EXERCISE SET:
**1)** Please repeat the CSR blog post word for word between "CSR: 4. The" and "break some eggs.", inclusive.
**2)** Which words or phrases does the CSR blog post set inside quotation marks, whether double or single? Give every one.
**3)** Resume the CSR blog post after its last sentence, carrying its line of thought forward.

Saturday, February 27, 2010

CSR: 4. The meaning of bottom line


Corporate social responsibility is not a new concept. Although reformers have called for change in practices over time, its enforcement not been adequately organized. Disciplining operative processes with respect to society and environment, thus left to individual conscience, has generally been ignored or overlooked.

“Compulsions” determine what the company wants to do to achieve its business objectives. “Constraints” determine how the company achieves the goal of free enterprise. A healthy balance between compulsions (the ‘what’) and constraints (the ‘how’) is necessary for the long-term. However, most business organizations tend to tilt towards their compulsions of target gains, rationalizing that to make an omlette you have to break some eggs.

During the industrial age, many Western companies preferred to locate production and manufacturing plants in nations across the world, attracted by cheap labour and comparatively minimal legislative constraints. The dangers to health and environment were also then, far from home. In India, for example, the holdings of many of these companies survived her Independence, and remained the legacy of colonial times.

[Stored data entries]
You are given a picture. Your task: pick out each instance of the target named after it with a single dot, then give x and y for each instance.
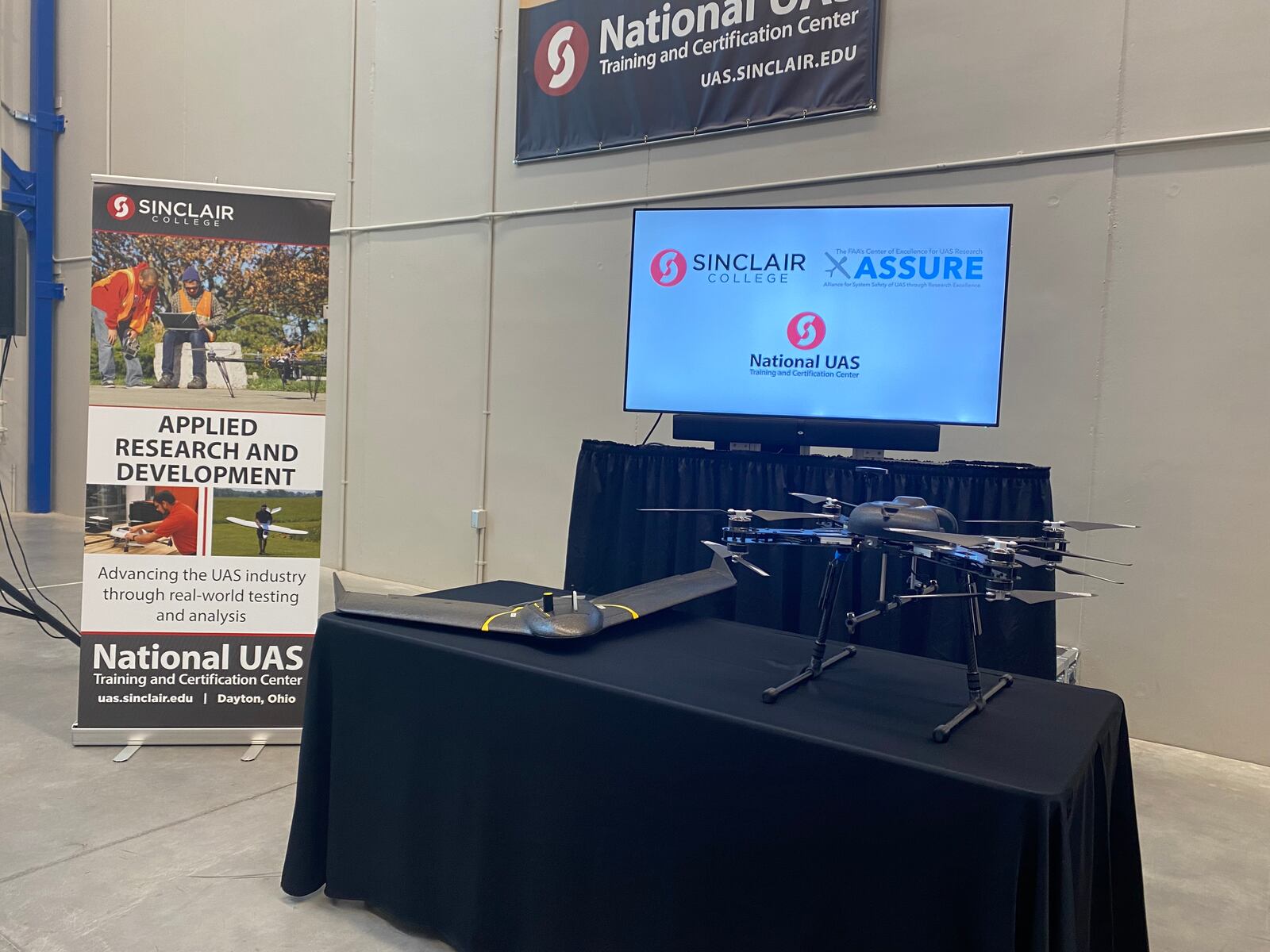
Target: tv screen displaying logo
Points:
(859, 314)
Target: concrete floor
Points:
(182, 847)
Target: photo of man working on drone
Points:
(194, 300)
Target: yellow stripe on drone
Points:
(634, 613)
(514, 611)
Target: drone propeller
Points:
(1053, 524)
(765, 514)
(719, 550)
(1038, 562)
(1018, 594)
(822, 501)
(1066, 554)
(954, 539)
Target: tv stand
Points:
(794, 436)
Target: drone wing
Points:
(429, 611)
(285, 531)
(651, 597)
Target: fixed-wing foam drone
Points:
(264, 528)
(908, 527)
(554, 616)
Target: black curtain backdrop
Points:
(613, 545)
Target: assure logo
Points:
(121, 207)
(806, 330)
(562, 59)
(668, 268)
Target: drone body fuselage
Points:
(873, 520)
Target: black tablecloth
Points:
(632, 793)
(613, 545)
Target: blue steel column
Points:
(44, 137)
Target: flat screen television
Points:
(883, 313)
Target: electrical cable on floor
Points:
(18, 602)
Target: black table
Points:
(632, 793)
(613, 545)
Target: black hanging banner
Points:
(600, 74)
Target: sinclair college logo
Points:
(562, 59)
(668, 268)
(806, 330)
(121, 207)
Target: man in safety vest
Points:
(190, 298)
(122, 302)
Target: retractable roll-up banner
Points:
(602, 74)
(207, 393)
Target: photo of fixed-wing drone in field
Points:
(266, 524)
(905, 527)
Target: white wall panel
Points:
(1195, 69)
(1184, 448)
(414, 416)
(559, 349)
(427, 105)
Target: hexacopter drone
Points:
(908, 527)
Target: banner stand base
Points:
(133, 739)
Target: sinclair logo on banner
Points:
(602, 74)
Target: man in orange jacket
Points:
(122, 302)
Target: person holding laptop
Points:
(192, 298)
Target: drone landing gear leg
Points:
(225, 374)
(829, 597)
(979, 697)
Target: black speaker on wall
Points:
(13, 276)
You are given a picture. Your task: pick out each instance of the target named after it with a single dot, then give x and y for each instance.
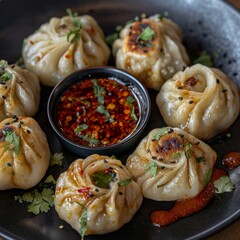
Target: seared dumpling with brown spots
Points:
(97, 195)
(63, 46)
(19, 91)
(24, 153)
(201, 100)
(170, 164)
(151, 49)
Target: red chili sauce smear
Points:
(189, 206)
(97, 112)
(231, 160)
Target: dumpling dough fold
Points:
(170, 164)
(157, 57)
(20, 93)
(201, 100)
(49, 54)
(24, 153)
(108, 207)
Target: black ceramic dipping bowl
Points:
(137, 89)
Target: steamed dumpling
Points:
(170, 164)
(64, 45)
(104, 187)
(24, 153)
(201, 100)
(151, 49)
(19, 91)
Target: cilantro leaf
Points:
(102, 179)
(224, 184)
(83, 220)
(39, 200)
(204, 59)
(146, 35)
(12, 141)
(76, 22)
(152, 167)
(56, 159)
(207, 177)
(176, 155)
(99, 91)
(124, 182)
(188, 150)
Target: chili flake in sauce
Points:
(97, 112)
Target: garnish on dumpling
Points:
(170, 164)
(151, 49)
(97, 195)
(24, 153)
(64, 45)
(19, 91)
(201, 100)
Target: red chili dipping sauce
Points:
(97, 112)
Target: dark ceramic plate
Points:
(211, 25)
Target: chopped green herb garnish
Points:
(204, 59)
(124, 182)
(99, 91)
(102, 179)
(12, 141)
(93, 141)
(208, 177)
(20, 62)
(40, 199)
(101, 109)
(176, 155)
(76, 22)
(83, 221)
(188, 150)
(224, 184)
(56, 159)
(152, 167)
(80, 128)
(161, 132)
(201, 159)
(146, 37)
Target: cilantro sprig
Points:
(224, 184)
(12, 141)
(41, 198)
(73, 35)
(124, 182)
(102, 179)
(152, 167)
(83, 220)
(146, 37)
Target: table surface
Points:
(232, 231)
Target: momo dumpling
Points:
(19, 91)
(100, 189)
(170, 164)
(24, 153)
(151, 49)
(63, 46)
(201, 100)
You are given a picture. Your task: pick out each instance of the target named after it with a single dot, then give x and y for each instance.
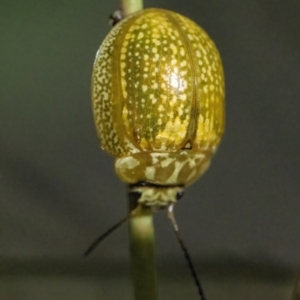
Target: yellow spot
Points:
(190, 37)
(141, 35)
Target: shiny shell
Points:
(158, 98)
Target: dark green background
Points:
(58, 190)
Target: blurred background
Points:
(58, 190)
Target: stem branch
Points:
(143, 264)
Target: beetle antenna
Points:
(103, 236)
(185, 251)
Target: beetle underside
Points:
(155, 196)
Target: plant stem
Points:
(143, 264)
(130, 6)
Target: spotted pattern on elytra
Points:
(158, 90)
(158, 84)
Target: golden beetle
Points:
(158, 102)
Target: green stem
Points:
(130, 6)
(143, 264)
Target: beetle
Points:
(158, 102)
(158, 105)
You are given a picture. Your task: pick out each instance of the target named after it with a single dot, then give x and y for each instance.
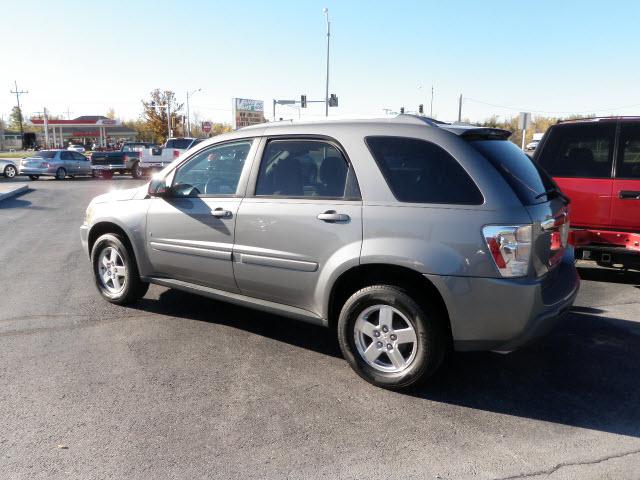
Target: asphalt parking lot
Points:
(185, 387)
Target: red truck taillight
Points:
(510, 248)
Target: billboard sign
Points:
(247, 112)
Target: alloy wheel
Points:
(385, 339)
(112, 271)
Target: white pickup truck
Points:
(153, 159)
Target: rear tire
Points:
(386, 356)
(115, 271)
(10, 171)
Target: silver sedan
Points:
(8, 167)
(55, 163)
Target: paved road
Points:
(185, 387)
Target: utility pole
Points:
(18, 93)
(326, 94)
(431, 109)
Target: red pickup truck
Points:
(596, 163)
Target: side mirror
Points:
(158, 188)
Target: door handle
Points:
(333, 216)
(629, 195)
(221, 213)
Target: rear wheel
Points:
(115, 271)
(10, 171)
(390, 339)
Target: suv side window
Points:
(581, 150)
(418, 171)
(214, 171)
(305, 168)
(628, 163)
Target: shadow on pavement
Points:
(610, 275)
(584, 374)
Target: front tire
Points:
(10, 171)
(390, 339)
(115, 271)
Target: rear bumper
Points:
(102, 168)
(582, 238)
(504, 314)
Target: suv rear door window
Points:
(628, 163)
(305, 168)
(580, 150)
(516, 168)
(418, 171)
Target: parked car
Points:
(55, 163)
(596, 163)
(8, 167)
(126, 160)
(156, 158)
(409, 236)
(76, 148)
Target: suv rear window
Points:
(581, 150)
(516, 168)
(418, 171)
(181, 143)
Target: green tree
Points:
(154, 114)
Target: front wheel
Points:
(390, 339)
(136, 171)
(115, 271)
(10, 171)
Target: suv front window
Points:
(579, 150)
(212, 171)
(628, 163)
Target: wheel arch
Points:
(364, 275)
(104, 227)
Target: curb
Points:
(14, 192)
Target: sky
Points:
(548, 57)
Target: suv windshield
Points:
(45, 154)
(517, 169)
(181, 143)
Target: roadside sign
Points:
(247, 112)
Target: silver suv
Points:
(409, 236)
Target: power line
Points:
(18, 93)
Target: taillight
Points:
(510, 248)
(558, 228)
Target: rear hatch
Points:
(541, 197)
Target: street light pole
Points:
(326, 94)
(188, 113)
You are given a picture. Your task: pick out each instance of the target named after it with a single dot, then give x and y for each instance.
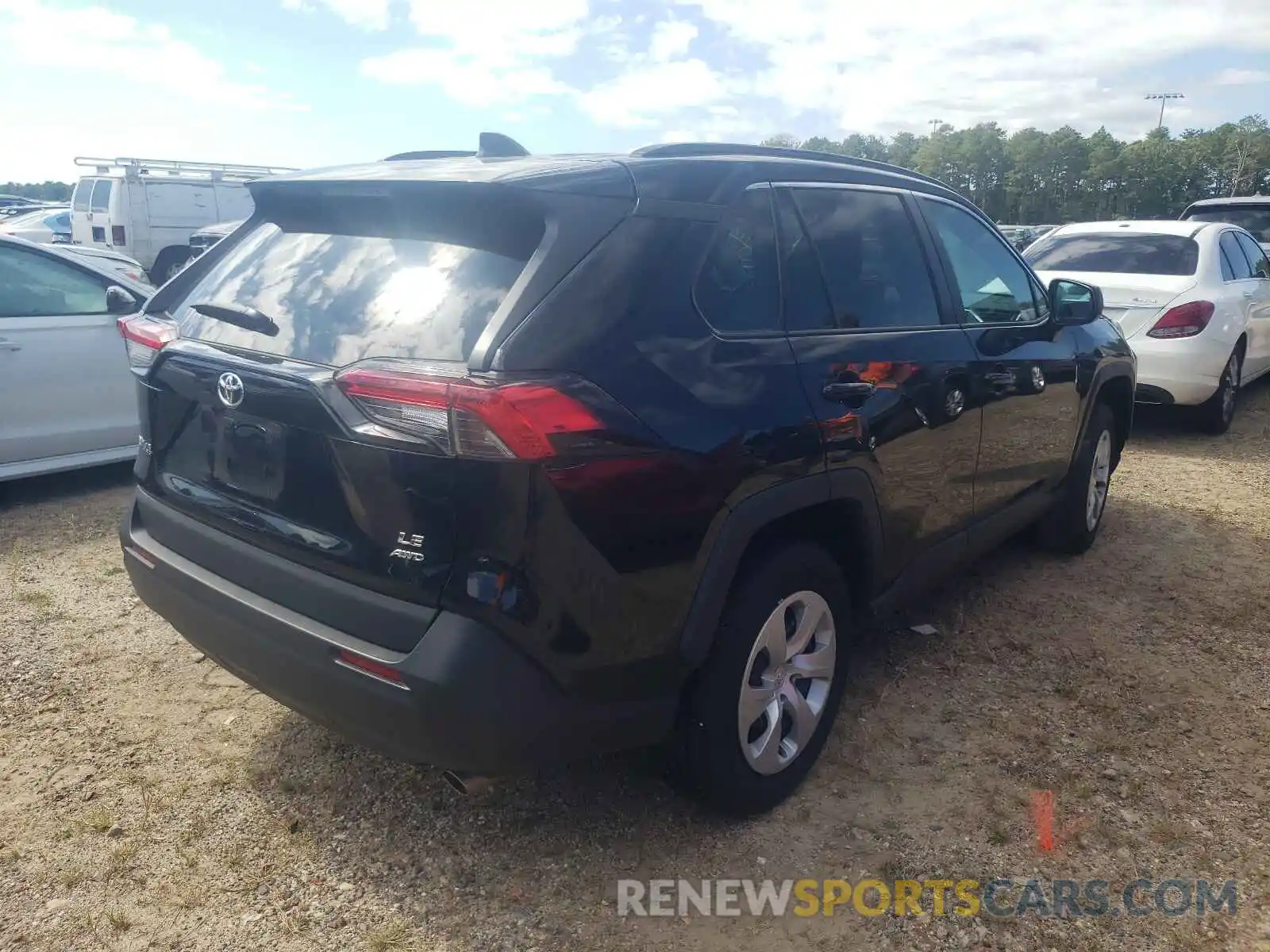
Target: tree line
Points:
(1033, 177)
(41, 190)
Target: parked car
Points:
(205, 238)
(1191, 298)
(148, 209)
(44, 226)
(111, 262)
(1249, 213)
(69, 397)
(495, 463)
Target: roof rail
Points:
(676, 150)
(177, 168)
(429, 154)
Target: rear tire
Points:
(1216, 414)
(168, 264)
(793, 601)
(1072, 524)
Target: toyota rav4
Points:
(489, 461)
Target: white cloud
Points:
(1241, 78)
(878, 67)
(365, 14)
(487, 52)
(141, 52)
(638, 97)
(671, 40)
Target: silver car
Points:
(67, 397)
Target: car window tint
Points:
(1227, 270)
(1250, 217)
(872, 258)
(1113, 253)
(83, 190)
(35, 286)
(806, 298)
(994, 285)
(1235, 255)
(1257, 257)
(738, 290)
(410, 276)
(101, 201)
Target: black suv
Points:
(489, 461)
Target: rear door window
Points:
(870, 257)
(738, 289)
(101, 200)
(992, 285)
(1117, 254)
(352, 278)
(1257, 257)
(1240, 267)
(83, 190)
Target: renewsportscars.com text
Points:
(999, 898)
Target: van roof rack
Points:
(175, 168)
(683, 150)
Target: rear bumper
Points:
(1185, 371)
(469, 701)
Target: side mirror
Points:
(1072, 302)
(120, 301)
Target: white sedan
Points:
(1193, 298)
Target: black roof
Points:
(653, 171)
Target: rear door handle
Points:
(844, 390)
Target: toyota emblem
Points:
(229, 387)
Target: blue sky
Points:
(310, 83)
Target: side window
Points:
(1041, 298)
(806, 298)
(1257, 257)
(35, 286)
(101, 201)
(870, 257)
(738, 290)
(83, 190)
(994, 286)
(1235, 255)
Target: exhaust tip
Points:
(467, 784)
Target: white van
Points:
(148, 209)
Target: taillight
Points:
(1183, 321)
(145, 336)
(465, 416)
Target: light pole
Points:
(1164, 101)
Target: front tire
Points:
(1217, 413)
(764, 704)
(1072, 524)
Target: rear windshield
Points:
(1250, 217)
(353, 278)
(102, 196)
(83, 190)
(1115, 254)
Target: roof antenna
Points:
(495, 145)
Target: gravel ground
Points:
(149, 800)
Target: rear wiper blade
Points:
(241, 317)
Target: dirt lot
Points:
(148, 800)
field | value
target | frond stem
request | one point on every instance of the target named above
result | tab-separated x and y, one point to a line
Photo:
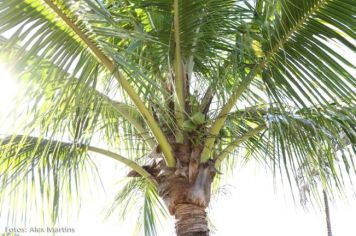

ANSWERS PROVIDED:
**1)**
CSR: 4. The meaning of bottom line


Corporate social responsibility is not a new concept. Although reformers have called for change in practices over time, its enforcement not been adequately organized. Disciplining operative processes with respect to society and environment, thus left to individual conscience, has generally been ignored or overlooked.

“Compulsions” determine what the company wants to do to achieve its business objectives. “Constraints” determine how the company achieves the goal of free enterprise. A healthy balance between compulsions (the ‘what’) and constraints (the ‘how’) is necessary for the long-term. However, most business organizations tend to tilt towards their compulsions of target gains, rationalizing that to make an omlette you have to break some eggs.

**2)**
Compulsions
Constraints
what
how

**3)**
Union Carbide had designed a pesticide production plant at its premises located in the heart of Bhopal, a populous city in India. In 1984, the fatal leaking of methyl isocyanate caused the Bhopal Gas Tragedy, which some have also termed the “Hiroshima of the chemical industry”. Twenty thousand men, women and children living in proximity to the plant, died instantly inhaling the gas. With minutes families were decimated. The diffusion of poisoned air into the atmosphere injured three hundred thousand more.

Over 120,000 survivors are left still in need of medical help they cannot afford. Despite calls for humanitarian restitution, Union Carbide and the new owners, Dow Chemicals continue to assert that, further to the minimal compensation they paid in 1989, they have no obligations remaining to the people and the place. Meanwhile thousands of tons of toxic waste lie exposed and untreated on the factory premises even today, nearly 25 years later.

Business houses tend to consider public interest to be inimical to entrepreneurship. Social groups demand constraints on their activities and a proactive giving back to the society that nurtures their enterprise. One side takes ‘bottom line’ to solely mean their profits; the other argues against the exclusion of beneficence to people and planet.

Company awareness of the context of its existence would be “enlightened self-interest”. Cochrane says the process involves the adherence to standards at three levels:

  • public policy
  • internal standards
  • actual performance

Consistency in doing so preserves “integrity”, whereas “inconsistency breeds cynicism”. In the race to get ahead, political and business leaders have often displayed this cynical inconsistency towards others sharing the same sphere. Thus, globalization, which has allowed multinational corporations to achieve dizzy heights of success, has also witnessed rapacious damage to human and other resources.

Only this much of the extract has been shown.